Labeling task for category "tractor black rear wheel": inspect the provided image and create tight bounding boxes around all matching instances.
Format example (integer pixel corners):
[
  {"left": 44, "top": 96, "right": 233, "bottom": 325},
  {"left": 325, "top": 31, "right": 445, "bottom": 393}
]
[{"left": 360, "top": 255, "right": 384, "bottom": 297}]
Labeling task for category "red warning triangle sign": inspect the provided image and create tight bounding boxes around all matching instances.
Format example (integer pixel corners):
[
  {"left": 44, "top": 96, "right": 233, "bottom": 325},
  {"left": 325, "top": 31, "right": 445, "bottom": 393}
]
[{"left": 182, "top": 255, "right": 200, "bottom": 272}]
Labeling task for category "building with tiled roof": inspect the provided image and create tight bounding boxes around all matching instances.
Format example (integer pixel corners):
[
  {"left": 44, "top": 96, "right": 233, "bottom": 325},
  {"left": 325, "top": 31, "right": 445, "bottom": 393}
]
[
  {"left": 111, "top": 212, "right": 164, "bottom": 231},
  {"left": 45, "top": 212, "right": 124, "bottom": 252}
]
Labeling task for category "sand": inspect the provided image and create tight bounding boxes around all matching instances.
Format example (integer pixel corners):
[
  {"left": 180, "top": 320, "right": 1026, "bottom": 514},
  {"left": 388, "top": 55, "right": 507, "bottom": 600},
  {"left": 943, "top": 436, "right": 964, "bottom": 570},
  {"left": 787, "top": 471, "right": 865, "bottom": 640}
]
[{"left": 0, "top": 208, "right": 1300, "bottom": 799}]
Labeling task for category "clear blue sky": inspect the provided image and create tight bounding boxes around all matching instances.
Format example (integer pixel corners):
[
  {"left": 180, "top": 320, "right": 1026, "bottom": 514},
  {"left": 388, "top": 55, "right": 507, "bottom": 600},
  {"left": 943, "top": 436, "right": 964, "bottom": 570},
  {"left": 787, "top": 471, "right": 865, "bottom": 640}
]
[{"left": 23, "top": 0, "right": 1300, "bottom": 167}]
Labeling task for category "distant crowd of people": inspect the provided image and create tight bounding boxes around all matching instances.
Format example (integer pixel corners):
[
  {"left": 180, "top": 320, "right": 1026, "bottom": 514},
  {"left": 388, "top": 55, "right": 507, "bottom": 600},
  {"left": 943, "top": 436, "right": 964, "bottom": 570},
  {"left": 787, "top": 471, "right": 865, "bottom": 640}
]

▶ **WRITTEN PROBLEM**: Extract all of the data above and output it character for character.

▶ **FINAL RESULT**:
Labeling task for category "tractor black rear wheel": inspect the provided image and create tight bounding boxes around all matching instances.
Format example (integer pixel corners):
[
  {"left": 44, "top": 96, "right": 233, "bottom": 325},
  {"left": 325, "top": 31, "right": 445, "bottom": 393}
]
[{"left": 360, "top": 255, "right": 384, "bottom": 297}]
Labeling task for category "red warning triangle sign": inspect the provided image and create tight bounding boxes around all matching instances.
Format example (integer pixel corners):
[
  {"left": 44, "top": 96, "right": 233, "bottom": 325},
  {"left": 325, "top": 31, "right": 445, "bottom": 393}
]
[{"left": 182, "top": 255, "right": 200, "bottom": 272}]
Labeling task for category "building with tiled roof": inspect the provided image and create tight bounding boxes around all matching instances.
Format example (integer pixel corners):
[
  {"left": 44, "top": 96, "right": 233, "bottom": 325},
  {"left": 325, "top": 31, "right": 445, "bottom": 393}
]
[
  {"left": 111, "top": 212, "right": 164, "bottom": 231},
  {"left": 45, "top": 212, "right": 124, "bottom": 252}
]
Labeling task for category "sand": inspect the provided image and create tight bounding boxes around all matching instances.
Format example (integer pixel corners):
[
  {"left": 180, "top": 320, "right": 1026, "bottom": 514},
  {"left": 388, "top": 55, "right": 507, "bottom": 600},
  {"left": 943, "top": 436, "right": 964, "bottom": 570},
  {"left": 787, "top": 471, "right": 865, "bottom": 640}
]
[{"left": 0, "top": 208, "right": 1300, "bottom": 799}]
Labeling task for category "clear blue sky": inspect the provided image and create tight bounding boxes around all matching instances.
Format example (integer pixel corners):
[
  {"left": 180, "top": 320, "right": 1026, "bottom": 514},
  {"left": 388, "top": 55, "right": 507, "bottom": 600},
  {"left": 943, "top": 436, "right": 964, "bottom": 570},
  {"left": 787, "top": 471, "right": 865, "bottom": 640}
]
[{"left": 23, "top": 0, "right": 1300, "bottom": 167}]
Labeling task for category "distant crowd of people": inspect the provided image and create tight bounding boxes around all matching instances.
Format example (integer pixel corners):
[
  {"left": 180, "top": 320, "right": 1026, "bottom": 514},
  {"left": 388, "top": 55, "right": 507, "bottom": 600},
  {"left": 943, "top": 436, "right": 964, "bottom": 570},
  {"left": 787, "top": 471, "right": 865, "bottom": 640}
]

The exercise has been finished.